## Enunciado
Según el fragmento sobre Pío VII y el Imperio napoleónico, ¿a quién nombró el papa legado a latere en París?

## Fragmento de la fuente
□ □ □ □ □

Y en cuanto a las cesiones que las dos partes tuvieron que hacer respecto a la situación anterior, Napoleón perdía «su» Iglesia constitucional, y por su parte el papa no pudo restaurar las órdenes religiosas ni impedir el laicismo del Estado de la legislación francesa.
Pío VII y el Imperio napoleónico. Pronto surgieron las críticas al concordato en el entorno político de Napoleón; tanto Talleyrand (1754-1838) como Fouché (1763-1820) consideraban que habían sido excesivas las concesiones hechas a los católicos. Para aplacarlos, y de un modo unilateral Napoleón publicó el concordato (8 abril 1802), conocido en Francia como Convención de 26 de Mesidor del Año IX, junto con los «77 Artículos Orgánicos», inspirados y en parte copiados al pie de la letra de la declaración galicana de 1682. Era todo un preludio sintomático de los planteamientos napoleónicos en los que la religión debía subordinarse al engrandecimiento del Estado, ya que en la consideración de Bonaparte la religión sólo era un fenómeno sociológico y por lo tanto susceptible de ser controlado políticamente. De nada sirvieron las protestas de Pío VII, que de nuevo tuvo que ceder para ganar tiempo con el fin de consolidar la nueva situación, tras la desaparición del cisma de la Iglesia constitucional. Cierto, que no eran pequeñas las cesiones del pontífice, pero era igualmente verdad que se había avanzado muchísimo: el papa pudo nombrar al cardenal Giovanni Battista Caprara (1733-1810) como legado a latere en París, que se convirtió en un nexo entre el sumo pontífice y el clero francés; en 1802 pudieron volver los sacerdotes emigrados, que paliaron la escasez de sacerdotes de Francia, y se inauguraba a partir de 1801 una tregua de paz religiosa en Francia todo lo defectuosa que se quiera, pero que al menos ponía fin al enfrentamiento de la etapa anterior.

□ □ □ □ □

## Material proporcionado
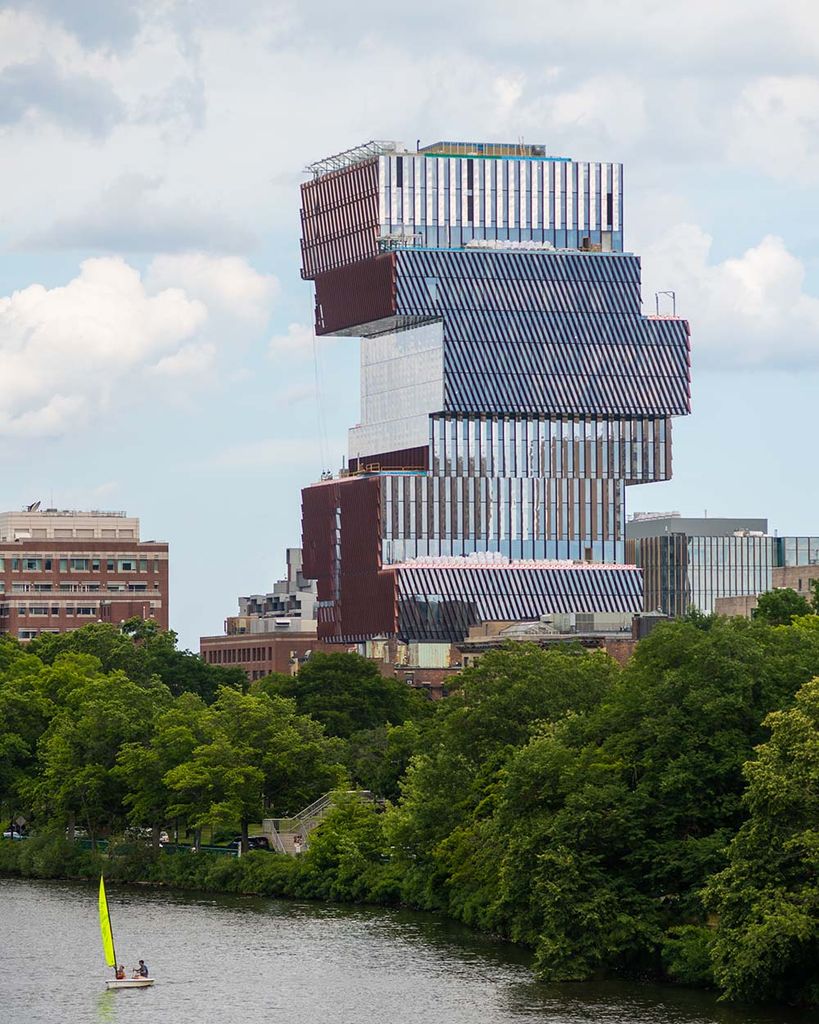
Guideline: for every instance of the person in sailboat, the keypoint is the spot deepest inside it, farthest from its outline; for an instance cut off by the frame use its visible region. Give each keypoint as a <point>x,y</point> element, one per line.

□ □ □ □ □

## Solución desarrollada
Al cardenal Giovanni Battista Caprara.